## Text-to-region grounding data
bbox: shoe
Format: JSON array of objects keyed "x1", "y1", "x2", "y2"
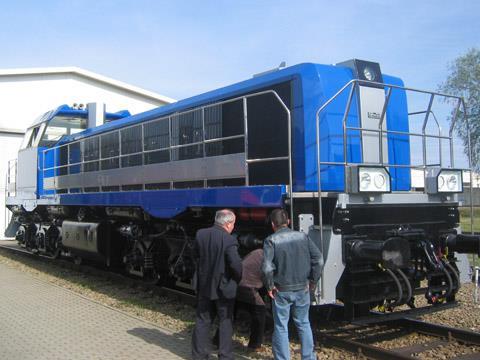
[
  {"x1": 212, "y1": 330, "x2": 219, "y2": 349},
  {"x1": 247, "y1": 345, "x2": 266, "y2": 353}
]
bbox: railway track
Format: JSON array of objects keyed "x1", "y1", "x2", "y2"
[
  {"x1": 3, "y1": 239, "x2": 480, "y2": 359},
  {"x1": 0, "y1": 239, "x2": 196, "y2": 306},
  {"x1": 317, "y1": 317, "x2": 480, "y2": 359}
]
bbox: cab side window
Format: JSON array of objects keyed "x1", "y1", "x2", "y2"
[{"x1": 20, "y1": 126, "x2": 41, "y2": 149}]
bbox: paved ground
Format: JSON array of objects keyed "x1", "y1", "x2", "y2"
[{"x1": 0, "y1": 260, "x2": 192, "y2": 360}]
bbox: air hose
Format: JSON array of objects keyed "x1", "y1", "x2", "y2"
[
  {"x1": 440, "y1": 265, "x2": 454, "y2": 298},
  {"x1": 385, "y1": 268, "x2": 403, "y2": 308},
  {"x1": 396, "y1": 268, "x2": 412, "y2": 304},
  {"x1": 444, "y1": 261, "x2": 461, "y2": 295}
]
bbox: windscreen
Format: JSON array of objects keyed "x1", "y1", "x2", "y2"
[{"x1": 38, "y1": 116, "x2": 87, "y2": 147}]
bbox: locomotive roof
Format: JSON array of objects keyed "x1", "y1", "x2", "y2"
[
  {"x1": 57, "y1": 62, "x2": 386, "y2": 145},
  {"x1": 30, "y1": 104, "x2": 130, "y2": 128}
]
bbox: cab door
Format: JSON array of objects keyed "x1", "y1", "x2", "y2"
[
  {"x1": 16, "y1": 123, "x2": 45, "y2": 201},
  {"x1": 17, "y1": 147, "x2": 38, "y2": 200}
]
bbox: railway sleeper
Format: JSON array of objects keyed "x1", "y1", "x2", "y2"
[{"x1": 318, "y1": 318, "x2": 480, "y2": 360}]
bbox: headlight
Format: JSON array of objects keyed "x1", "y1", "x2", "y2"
[
  {"x1": 363, "y1": 66, "x2": 375, "y2": 81},
  {"x1": 438, "y1": 170, "x2": 463, "y2": 193},
  {"x1": 357, "y1": 167, "x2": 391, "y2": 193},
  {"x1": 426, "y1": 168, "x2": 463, "y2": 194}
]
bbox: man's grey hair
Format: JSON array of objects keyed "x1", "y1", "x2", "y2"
[{"x1": 215, "y1": 209, "x2": 235, "y2": 226}]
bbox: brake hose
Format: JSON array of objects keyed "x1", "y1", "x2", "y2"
[
  {"x1": 441, "y1": 264, "x2": 454, "y2": 298},
  {"x1": 444, "y1": 261, "x2": 461, "y2": 295},
  {"x1": 385, "y1": 268, "x2": 403, "y2": 308},
  {"x1": 397, "y1": 268, "x2": 412, "y2": 304}
]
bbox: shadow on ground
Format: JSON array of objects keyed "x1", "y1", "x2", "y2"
[
  {"x1": 0, "y1": 246, "x2": 273, "y2": 359},
  {"x1": 127, "y1": 327, "x2": 269, "y2": 360}
]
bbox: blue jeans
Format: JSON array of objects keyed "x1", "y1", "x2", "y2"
[{"x1": 272, "y1": 289, "x2": 316, "y2": 360}]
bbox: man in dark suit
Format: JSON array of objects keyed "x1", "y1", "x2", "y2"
[{"x1": 192, "y1": 209, "x2": 242, "y2": 360}]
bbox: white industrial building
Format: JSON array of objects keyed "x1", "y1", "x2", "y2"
[{"x1": 0, "y1": 67, "x2": 174, "y2": 234}]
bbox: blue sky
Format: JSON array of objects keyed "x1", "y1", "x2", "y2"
[{"x1": 1, "y1": 0, "x2": 478, "y2": 100}]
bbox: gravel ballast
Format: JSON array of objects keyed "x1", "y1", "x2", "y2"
[{"x1": 1, "y1": 248, "x2": 479, "y2": 359}]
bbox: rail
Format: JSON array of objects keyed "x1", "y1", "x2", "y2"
[
  {"x1": 318, "y1": 317, "x2": 480, "y2": 359},
  {"x1": 315, "y1": 79, "x2": 472, "y2": 298}
]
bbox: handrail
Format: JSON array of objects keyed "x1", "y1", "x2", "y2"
[
  {"x1": 5, "y1": 159, "x2": 17, "y2": 197},
  {"x1": 42, "y1": 134, "x2": 247, "y2": 171},
  {"x1": 344, "y1": 126, "x2": 450, "y2": 140},
  {"x1": 315, "y1": 80, "x2": 356, "y2": 299},
  {"x1": 378, "y1": 87, "x2": 392, "y2": 164},
  {"x1": 315, "y1": 80, "x2": 469, "y2": 191},
  {"x1": 314, "y1": 79, "x2": 471, "y2": 299},
  {"x1": 464, "y1": 100, "x2": 474, "y2": 242},
  {"x1": 41, "y1": 90, "x2": 294, "y2": 227}
]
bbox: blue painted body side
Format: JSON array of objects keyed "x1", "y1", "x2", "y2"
[
  {"x1": 40, "y1": 63, "x2": 411, "y2": 218},
  {"x1": 58, "y1": 186, "x2": 286, "y2": 218},
  {"x1": 292, "y1": 65, "x2": 410, "y2": 191},
  {"x1": 301, "y1": 64, "x2": 363, "y2": 191}
]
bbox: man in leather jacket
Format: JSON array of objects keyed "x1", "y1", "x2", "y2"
[
  {"x1": 262, "y1": 209, "x2": 323, "y2": 360},
  {"x1": 192, "y1": 209, "x2": 242, "y2": 360}
]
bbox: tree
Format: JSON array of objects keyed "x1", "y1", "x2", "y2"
[{"x1": 438, "y1": 48, "x2": 480, "y2": 170}]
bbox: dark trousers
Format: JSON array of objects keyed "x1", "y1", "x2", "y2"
[
  {"x1": 213, "y1": 301, "x2": 266, "y2": 349},
  {"x1": 246, "y1": 303, "x2": 266, "y2": 348},
  {"x1": 192, "y1": 296, "x2": 235, "y2": 360}
]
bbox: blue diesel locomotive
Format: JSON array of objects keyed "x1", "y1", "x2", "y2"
[{"x1": 6, "y1": 59, "x2": 480, "y2": 319}]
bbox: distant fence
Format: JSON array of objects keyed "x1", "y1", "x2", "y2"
[{"x1": 459, "y1": 187, "x2": 480, "y2": 206}]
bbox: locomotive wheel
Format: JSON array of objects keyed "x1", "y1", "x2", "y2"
[
  {"x1": 157, "y1": 273, "x2": 176, "y2": 288},
  {"x1": 50, "y1": 247, "x2": 62, "y2": 260},
  {"x1": 143, "y1": 268, "x2": 162, "y2": 286},
  {"x1": 45, "y1": 247, "x2": 61, "y2": 260}
]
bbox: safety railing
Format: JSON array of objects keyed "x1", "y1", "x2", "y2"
[
  {"x1": 315, "y1": 83, "x2": 472, "y2": 238},
  {"x1": 4, "y1": 159, "x2": 17, "y2": 234},
  {"x1": 314, "y1": 79, "x2": 472, "y2": 300},
  {"x1": 316, "y1": 80, "x2": 471, "y2": 197},
  {"x1": 42, "y1": 90, "x2": 294, "y2": 223},
  {"x1": 6, "y1": 159, "x2": 17, "y2": 197}
]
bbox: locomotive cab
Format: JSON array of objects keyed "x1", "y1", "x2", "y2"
[
  {"x1": 5, "y1": 104, "x2": 130, "y2": 246},
  {"x1": 15, "y1": 107, "x2": 89, "y2": 204}
]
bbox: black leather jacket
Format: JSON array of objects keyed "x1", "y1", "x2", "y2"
[{"x1": 262, "y1": 227, "x2": 323, "y2": 292}]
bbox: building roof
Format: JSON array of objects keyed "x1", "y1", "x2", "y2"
[{"x1": 0, "y1": 66, "x2": 175, "y2": 104}]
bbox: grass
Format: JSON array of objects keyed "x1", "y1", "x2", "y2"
[
  {"x1": 459, "y1": 206, "x2": 480, "y2": 233},
  {"x1": 458, "y1": 206, "x2": 480, "y2": 268}
]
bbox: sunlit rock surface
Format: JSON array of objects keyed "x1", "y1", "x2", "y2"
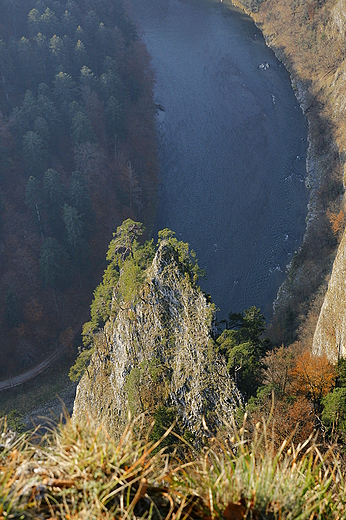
[
  {"x1": 313, "y1": 228, "x2": 346, "y2": 361},
  {"x1": 73, "y1": 241, "x2": 242, "y2": 439}
]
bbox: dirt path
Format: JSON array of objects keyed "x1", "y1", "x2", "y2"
[{"x1": 0, "y1": 347, "x2": 66, "y2": 392}]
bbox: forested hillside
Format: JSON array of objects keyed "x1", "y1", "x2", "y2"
[{"x1": 0, "y1": 0, "x2": 158, "y2": 378}]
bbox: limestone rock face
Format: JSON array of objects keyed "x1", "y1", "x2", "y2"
[
  {"x1": 73, "y1": 242, "x2": 242, "y2": 439},
  {"x1": 313, "y1": 228, "x2": 346, "y2": 361}
]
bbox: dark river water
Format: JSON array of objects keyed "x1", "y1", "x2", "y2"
[{"x1": 127, "y1": 0, "x2": 308, "y2": 319}]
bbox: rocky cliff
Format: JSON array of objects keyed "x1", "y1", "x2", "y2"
[
  {"x1": 312, "y1": 228, "x2": 346, "y2": 361},
  {"x1": 73, "y1": 227, "x2": 242, "y2": 440},
  {"x1": 228, "y1": 0, "x2": 346, "y2": 347}
]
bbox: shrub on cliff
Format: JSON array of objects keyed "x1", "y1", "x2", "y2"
[
  {"x1": 71, "y1": 219, "x2": 242, "y2": 442},
  {"x1": 70, "y1": 219, "x2": 201, "y2": 377}
]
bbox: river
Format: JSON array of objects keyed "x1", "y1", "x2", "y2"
[{"x1": 127, "y1": 0, "x2": 308, "y2": 319}]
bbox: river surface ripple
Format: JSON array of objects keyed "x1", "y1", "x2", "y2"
[{"x1": 127, "y1": 0, "x2": 308, "y2": 319}]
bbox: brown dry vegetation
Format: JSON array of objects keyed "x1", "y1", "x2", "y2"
[
  {"x1": 1, "y1": 414, "x2": 346, "y2": 519},
  {"x1": 246, "y1": 342, "x2": 340, "y2": 449}
]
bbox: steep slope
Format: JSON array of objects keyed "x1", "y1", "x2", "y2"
[
  {"x1": 73, "y1": 225, "x2": 242, "y2": 440},
  {"x1": 0, "y1": 0, "x2": 158, "y2": 379},
  {"x1": 312, "y1": 228, "x2": 346, "y2": 361},
  {"x1": 224, "y1": 0, "x2": 346, "y2": 345}
]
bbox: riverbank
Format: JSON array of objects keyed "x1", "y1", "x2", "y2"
[{"x1": 216, "y1": 0, "x2": 346, "y2": 344}]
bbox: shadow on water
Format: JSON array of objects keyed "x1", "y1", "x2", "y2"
[{"x1": 127, "y1": 0, "x2": 309, "y2": 320}]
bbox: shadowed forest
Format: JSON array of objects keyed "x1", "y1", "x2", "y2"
[{"x1": 0, "y1": 0, "x2": 158, "y2": 378}]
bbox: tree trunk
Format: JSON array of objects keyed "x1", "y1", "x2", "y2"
[{"x1": 52, "y1": 287, "x2": 60, "y2": 317}]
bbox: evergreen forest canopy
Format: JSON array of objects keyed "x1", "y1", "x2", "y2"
[{"x1": 0, "y1": 0, "x2": 158, "y2": 377}]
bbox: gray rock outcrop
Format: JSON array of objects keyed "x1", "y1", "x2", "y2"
[{"x1": 73, "y1": 241, "x2": 242, "y2": 440}]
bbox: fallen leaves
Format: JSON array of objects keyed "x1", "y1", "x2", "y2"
[{"x1": 223, "y1": 497, "x2": 261, "y2": 520}]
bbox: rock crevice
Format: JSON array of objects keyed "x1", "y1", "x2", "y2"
[{"x1": 73, "y1": 241, "x2": 242, "y2": 439}]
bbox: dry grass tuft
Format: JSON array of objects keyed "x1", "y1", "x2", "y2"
[
  {"x1": 0, "y1": 414, "x2": 345, "y2": 519},
  {"x1": 175, "y1": 415, "x2": 346, "y2": 519}
]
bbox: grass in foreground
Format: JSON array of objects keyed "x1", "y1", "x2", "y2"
[{"x1": 0, "y1": 415, "x2": 345, "y2": 519}]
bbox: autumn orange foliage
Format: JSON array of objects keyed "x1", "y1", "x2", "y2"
[
  {"x1": 250, "y1": 346, "x2": 338, "y2": 446},
  {"x1": 290, "y1": 350, "x2": 336, "y2": 406},
  {"x1": 327, "y1": 208, "x2": 344, "y2": 236}
]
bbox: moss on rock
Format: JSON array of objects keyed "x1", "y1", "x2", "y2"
[{"x1": 73, "y1": 229, "x2": 242, "y2": 442}]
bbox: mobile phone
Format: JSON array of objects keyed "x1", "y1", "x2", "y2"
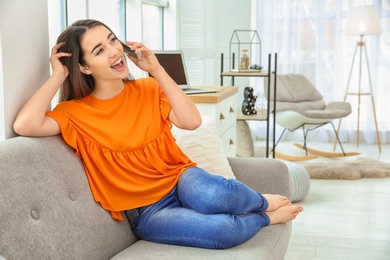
[{"x1": 121, "y1": 41, "x2": 142, "y2": 61}]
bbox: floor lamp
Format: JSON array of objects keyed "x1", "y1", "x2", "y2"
[{"x1": 334, "y1": 5, "x2": 382, "y2": 153}]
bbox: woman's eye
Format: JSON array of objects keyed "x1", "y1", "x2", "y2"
[
  {"x1": 96, "y1": 48, "x2": 103, "y2": 55},
  {"x1": 111, "y1": 37, "x2": 117, "y2": 43}
]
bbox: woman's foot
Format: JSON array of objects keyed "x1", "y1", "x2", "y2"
[
  {"x1": 266, "y1": 205, "x2": 304, "y2": 225},
  {"x1": 263, "y1": 194, "x2": 292, "y2": 212}
]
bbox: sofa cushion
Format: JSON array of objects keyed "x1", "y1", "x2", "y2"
[
  {"x1": 0, "y1": 136, "x2": 136, "y2": 260},
  {"x1": 111, "y1": 224, "x2": 290, "y2": 259},
  {"x1": 171, "y1": 116, "x2": 236, "y2": 179}
]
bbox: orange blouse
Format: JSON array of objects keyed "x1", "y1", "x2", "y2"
[{"x1": 46, "y1": 78, "x2": 196, "y2": 221}]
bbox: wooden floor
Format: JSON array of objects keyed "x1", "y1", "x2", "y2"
[{"x1": 254, "y1": 141, "x2": 390, "y2": 260}]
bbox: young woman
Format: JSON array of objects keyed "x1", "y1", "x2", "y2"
[{"x1": 14, "y1": 19, "x2": 303, "y2": 249}]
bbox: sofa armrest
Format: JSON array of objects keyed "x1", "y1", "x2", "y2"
[{"x1": 227, "y1": 157, "x2": 291, "y2": 199}]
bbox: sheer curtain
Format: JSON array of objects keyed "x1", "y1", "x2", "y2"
[{"x1": 252, "y1": 0, "x2": 390, "y2": 145}]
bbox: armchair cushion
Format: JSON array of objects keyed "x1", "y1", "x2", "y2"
[
  {"x1": 266, "y1": 74, "x2": 352, "y2": 121},
  {"x1": 303, "y1": 101, "x2": 352, "y2": 119},
  {"x1": 268, "y1": 74, "x2": 323, "y2": 103},
  {"x1": 276, "y1": 99, "x2": 326, "y2": 114}
]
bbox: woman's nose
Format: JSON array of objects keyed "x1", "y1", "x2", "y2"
[{"x1": 108, "y1": 45, "x2": 121, "y2": 57}]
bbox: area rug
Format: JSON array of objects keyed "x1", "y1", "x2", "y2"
[{"x1": 301, "y1": 157, "x2": 390, "y2": 180}]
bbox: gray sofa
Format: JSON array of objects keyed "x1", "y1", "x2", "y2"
[{"x1": 0, "y1": 135, "x2": 292, "y2": 260}]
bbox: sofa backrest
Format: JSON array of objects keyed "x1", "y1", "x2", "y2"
[{"x1": 0, "y1": 136, "x2": 136, "y2": 259}]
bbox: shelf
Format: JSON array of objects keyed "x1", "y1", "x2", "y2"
[
  {"x1": 222, "y1": 71, "x2": 270, "y2": 77},
  {"x1": 237, "y1": 111, "x2": 268, "y2": 121}
]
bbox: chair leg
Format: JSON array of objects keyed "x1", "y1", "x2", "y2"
[
  {"x1": 302, "y1": 127, "x2": 309, "y2": 156},
  {"x1": 274, "y1": 128, "x2": 288, "y2": 148},
  {"x1": 330, "y1": 122, "x2": 346, "y2": 155}
]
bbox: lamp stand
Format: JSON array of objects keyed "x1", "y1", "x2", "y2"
[{"x1": 334, "y1": 35, "x2": 381, "y2": 152}]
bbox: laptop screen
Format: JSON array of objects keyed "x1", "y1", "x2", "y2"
[{"x1": 151, "y1": 51, "x2": 190, "y2": 89}]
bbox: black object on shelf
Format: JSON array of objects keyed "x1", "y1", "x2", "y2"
[{"x1": 241, "y1": 87, "x2": 257, "y2": 115}]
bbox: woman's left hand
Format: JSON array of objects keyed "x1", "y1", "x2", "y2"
[
  {"x1": 126, "y1": 42, "x2": 201, "y2": 130},
  {"x1": 125, "y1": 42, "x2": 162, "y2": 75}
]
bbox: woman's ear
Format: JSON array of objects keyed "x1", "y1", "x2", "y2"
[{"x1": 79, "y1": 64, "x2": 92, "y2": 75}]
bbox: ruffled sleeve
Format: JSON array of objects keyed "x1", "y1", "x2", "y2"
[
  {"x1": 46, "y1": 103, "x2": 80, "y2": 157},
  {"x1": 159, "y1": 88, "x2": 172, "y2": 122}
]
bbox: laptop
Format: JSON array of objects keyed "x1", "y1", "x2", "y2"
[{"x1": 151, "y1": 50, "x2": 217, "y2": 95}]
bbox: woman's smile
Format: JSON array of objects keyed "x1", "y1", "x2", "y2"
[{"x1": 110, "y1": 57, "x2": 125, "y2": 70}]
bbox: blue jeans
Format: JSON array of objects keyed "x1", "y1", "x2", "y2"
[{"x1": 125, "y1": 167, "x2": 270, "y2": 249}]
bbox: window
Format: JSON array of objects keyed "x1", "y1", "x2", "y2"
[
  {"x1": 141, "y1": 0, "x2": 173, "y2": 50},
  {"x1": 142, "y1": 3, "x2": 164, "y2": 50},
  {"x1": 178, "y1": 0, "x2": 214, "y2": 86},
  {"x1": 253, "y1": 0, "x2": 390, "y2": 144},
  {"x1": 48, "y1": 0, "x2": 126, "y2": 50}
]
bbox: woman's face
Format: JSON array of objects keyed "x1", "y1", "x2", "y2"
[{"x1": 79, "y1": 25, "x2": 129, "y2": 83}]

## ASSIGNMENT
Where a line above contains the word "cushion", copy that line.

## ANSWER FOR THE TASK
bbox: sofa cushion
bbox: armchair cushion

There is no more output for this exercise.